──────── RECORDS FOR THE TASK ────────

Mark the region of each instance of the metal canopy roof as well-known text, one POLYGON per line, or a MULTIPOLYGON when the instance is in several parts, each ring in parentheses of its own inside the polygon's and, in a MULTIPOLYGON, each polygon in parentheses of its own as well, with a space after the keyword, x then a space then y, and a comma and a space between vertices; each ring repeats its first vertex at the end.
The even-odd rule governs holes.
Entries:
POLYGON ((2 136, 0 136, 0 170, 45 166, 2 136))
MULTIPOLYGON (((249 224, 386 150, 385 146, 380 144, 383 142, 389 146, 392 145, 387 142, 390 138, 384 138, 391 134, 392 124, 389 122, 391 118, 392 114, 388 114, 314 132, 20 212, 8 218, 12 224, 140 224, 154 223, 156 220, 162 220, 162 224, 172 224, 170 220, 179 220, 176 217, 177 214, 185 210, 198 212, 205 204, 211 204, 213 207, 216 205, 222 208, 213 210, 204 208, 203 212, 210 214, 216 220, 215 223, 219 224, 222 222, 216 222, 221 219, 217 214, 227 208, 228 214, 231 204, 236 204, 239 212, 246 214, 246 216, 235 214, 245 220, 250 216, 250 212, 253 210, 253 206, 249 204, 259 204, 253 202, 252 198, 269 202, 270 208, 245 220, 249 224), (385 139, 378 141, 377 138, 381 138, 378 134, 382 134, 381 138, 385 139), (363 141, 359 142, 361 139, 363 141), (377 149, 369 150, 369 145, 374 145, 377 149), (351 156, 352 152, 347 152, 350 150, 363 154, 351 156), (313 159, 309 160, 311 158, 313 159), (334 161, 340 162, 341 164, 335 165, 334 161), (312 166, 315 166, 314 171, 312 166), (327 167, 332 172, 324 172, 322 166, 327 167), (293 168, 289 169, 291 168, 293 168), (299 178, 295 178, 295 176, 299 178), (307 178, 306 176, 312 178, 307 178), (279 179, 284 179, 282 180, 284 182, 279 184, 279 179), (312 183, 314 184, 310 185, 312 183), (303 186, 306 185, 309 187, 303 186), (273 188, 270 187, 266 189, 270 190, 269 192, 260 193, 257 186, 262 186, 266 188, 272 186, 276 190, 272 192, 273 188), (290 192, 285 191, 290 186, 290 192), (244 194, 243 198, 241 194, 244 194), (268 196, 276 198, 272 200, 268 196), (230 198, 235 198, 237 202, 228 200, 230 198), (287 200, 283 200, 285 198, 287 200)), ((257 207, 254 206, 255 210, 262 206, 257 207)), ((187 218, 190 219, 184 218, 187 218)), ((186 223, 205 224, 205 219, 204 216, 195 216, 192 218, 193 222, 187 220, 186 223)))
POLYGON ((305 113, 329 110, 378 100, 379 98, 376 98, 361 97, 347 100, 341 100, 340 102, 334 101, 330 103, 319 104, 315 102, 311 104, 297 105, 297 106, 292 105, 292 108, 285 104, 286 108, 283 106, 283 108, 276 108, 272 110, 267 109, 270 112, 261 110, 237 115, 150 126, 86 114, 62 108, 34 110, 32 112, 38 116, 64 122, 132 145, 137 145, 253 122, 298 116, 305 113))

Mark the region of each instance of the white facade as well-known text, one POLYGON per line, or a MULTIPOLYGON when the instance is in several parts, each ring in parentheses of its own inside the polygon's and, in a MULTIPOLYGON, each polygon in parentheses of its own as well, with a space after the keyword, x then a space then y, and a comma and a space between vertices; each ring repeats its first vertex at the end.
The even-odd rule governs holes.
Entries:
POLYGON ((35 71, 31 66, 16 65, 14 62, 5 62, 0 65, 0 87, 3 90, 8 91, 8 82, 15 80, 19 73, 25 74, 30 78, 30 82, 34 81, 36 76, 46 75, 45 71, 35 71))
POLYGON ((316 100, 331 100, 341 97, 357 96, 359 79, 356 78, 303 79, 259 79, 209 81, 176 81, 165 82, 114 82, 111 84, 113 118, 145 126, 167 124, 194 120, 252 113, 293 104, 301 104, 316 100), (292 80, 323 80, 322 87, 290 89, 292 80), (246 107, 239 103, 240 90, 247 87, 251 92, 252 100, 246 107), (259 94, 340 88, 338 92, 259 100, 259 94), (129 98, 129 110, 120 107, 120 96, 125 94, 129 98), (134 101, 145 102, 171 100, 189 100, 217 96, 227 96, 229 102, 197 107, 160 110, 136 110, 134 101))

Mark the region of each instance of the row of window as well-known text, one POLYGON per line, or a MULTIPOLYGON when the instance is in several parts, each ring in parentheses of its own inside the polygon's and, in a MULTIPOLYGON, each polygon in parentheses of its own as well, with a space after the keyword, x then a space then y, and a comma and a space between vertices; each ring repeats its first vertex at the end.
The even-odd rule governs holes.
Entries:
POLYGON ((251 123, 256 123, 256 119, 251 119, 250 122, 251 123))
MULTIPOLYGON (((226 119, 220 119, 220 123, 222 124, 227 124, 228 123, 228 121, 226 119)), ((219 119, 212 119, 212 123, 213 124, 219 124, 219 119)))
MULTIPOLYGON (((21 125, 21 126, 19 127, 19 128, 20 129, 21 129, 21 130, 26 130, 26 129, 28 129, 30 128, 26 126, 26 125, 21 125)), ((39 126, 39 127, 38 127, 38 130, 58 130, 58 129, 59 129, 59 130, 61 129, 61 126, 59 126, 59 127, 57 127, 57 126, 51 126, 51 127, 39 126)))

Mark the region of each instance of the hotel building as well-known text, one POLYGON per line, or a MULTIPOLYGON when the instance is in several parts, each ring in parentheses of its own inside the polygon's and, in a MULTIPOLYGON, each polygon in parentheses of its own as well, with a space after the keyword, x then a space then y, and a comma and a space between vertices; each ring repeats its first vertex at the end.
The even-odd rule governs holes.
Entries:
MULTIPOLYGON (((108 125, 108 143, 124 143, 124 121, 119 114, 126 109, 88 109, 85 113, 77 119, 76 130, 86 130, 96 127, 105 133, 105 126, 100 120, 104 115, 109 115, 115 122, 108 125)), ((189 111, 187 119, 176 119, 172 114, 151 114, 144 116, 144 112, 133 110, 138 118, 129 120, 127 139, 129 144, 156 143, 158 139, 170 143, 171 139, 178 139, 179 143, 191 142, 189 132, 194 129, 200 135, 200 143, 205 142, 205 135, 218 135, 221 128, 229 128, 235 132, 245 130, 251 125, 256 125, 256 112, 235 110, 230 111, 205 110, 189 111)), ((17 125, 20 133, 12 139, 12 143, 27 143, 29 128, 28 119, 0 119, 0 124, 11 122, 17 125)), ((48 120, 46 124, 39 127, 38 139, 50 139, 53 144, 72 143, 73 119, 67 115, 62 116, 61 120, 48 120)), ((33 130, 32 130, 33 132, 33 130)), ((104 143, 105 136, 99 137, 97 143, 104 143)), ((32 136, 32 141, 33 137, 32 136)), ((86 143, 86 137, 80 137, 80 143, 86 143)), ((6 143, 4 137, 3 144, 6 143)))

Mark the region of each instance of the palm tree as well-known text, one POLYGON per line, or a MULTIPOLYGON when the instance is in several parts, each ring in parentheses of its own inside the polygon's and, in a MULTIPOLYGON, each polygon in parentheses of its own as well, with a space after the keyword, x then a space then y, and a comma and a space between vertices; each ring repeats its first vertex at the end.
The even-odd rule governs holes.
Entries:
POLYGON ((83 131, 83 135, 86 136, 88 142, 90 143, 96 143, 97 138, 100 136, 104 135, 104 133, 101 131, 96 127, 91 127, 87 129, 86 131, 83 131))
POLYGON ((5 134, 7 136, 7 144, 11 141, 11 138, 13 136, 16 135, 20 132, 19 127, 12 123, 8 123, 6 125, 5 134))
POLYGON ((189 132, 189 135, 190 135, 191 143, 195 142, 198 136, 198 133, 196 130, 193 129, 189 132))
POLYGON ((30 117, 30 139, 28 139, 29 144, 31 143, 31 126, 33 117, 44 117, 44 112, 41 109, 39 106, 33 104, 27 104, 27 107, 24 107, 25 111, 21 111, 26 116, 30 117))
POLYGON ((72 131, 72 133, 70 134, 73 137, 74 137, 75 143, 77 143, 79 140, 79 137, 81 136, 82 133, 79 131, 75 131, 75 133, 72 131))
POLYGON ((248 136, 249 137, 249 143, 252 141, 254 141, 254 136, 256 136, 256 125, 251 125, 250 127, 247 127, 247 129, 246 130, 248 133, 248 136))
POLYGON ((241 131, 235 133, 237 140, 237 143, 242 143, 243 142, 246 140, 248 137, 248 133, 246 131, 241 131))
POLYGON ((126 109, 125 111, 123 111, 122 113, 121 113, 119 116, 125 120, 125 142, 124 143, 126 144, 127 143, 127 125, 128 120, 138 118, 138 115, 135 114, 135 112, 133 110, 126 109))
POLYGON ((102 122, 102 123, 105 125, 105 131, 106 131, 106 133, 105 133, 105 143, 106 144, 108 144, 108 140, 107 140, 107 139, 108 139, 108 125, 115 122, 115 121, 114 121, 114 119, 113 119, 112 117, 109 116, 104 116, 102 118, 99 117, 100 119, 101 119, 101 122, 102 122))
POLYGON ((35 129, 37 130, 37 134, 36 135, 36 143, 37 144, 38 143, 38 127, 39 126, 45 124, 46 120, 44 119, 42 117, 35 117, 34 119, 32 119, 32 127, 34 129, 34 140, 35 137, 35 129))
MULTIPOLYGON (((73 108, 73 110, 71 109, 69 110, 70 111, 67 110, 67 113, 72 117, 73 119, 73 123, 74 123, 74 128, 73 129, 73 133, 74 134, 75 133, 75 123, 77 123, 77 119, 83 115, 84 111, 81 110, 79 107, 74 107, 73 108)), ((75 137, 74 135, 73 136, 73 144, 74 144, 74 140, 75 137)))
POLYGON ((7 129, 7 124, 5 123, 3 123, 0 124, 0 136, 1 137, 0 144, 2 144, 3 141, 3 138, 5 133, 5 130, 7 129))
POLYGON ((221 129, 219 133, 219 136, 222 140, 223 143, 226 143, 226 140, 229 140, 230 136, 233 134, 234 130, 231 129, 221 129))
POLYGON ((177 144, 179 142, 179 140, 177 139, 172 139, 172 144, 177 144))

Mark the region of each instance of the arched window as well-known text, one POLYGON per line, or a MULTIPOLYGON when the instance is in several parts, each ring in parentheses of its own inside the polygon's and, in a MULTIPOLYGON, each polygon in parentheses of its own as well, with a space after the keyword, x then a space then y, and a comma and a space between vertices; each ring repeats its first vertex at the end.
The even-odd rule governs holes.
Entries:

────────

SET TASK ->
Rewrite the listing from its first line through the line containing "POLYGON ((2 136, 0", replacing "metal canopy roof" with "steel canopy roof" and leaving everything else unchanged.

REPLY TO THE EXERCISE ->
Mark the region of each instance of the steel canopy roof as well-known text, one POLYGON per line, or a MULTIPOLYGON when the instance is in several parts, each ring in parentheses of its own inside the polygon's and, in a MULTIPOLYGON, each polygon in parentheses of its own as well, with a space after the keyword, x then a space then y, and a comma and a space between vertices; each ring repeats its first vertex at the end.
The even-odd rule governs holes.
Entries:
POLYGON ((2 136, 0 136, 0 170, 45 166, 2 136))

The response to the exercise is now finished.